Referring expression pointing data
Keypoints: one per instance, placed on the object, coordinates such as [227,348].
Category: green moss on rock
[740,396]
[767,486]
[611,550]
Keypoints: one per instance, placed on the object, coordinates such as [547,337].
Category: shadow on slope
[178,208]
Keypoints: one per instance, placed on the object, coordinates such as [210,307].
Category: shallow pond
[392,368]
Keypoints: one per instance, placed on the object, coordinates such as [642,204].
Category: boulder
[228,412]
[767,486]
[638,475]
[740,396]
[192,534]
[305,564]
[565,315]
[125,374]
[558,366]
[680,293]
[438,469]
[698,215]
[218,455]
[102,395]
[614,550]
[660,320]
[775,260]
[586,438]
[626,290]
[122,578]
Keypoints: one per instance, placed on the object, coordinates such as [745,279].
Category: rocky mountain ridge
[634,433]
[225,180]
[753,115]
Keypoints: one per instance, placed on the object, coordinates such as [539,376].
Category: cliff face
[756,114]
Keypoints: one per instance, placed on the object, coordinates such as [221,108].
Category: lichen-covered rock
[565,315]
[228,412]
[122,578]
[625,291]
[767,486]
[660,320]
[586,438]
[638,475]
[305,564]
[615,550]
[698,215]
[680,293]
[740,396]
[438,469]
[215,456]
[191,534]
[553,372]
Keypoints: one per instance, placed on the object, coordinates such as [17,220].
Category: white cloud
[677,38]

● What you are asked to do:
Every line in the records above with the string "such" in it should be shown.

● Expected output:
Keypoints: one per instance, placed on the object, coordinates such as [227,348].
Keypoints: one per instance, placed on the object, coordinates such as [547,337].
Keypoints: one per instance, placed on the object, coordinates such as [210,307].
Keypoints: one per instance, placed on the object, coordinates such as [642,204].
Keypoints: one per instance, placed on the object, coordinates such as [745,279].
Keypoints: one per instance, placed on the object, coordinates such as [539,376].
Keypoints: one per instance, placed on the object, coordinates such as [221,108].
Keypoints: one per instance, placed on the object, coordinates such as [17,220].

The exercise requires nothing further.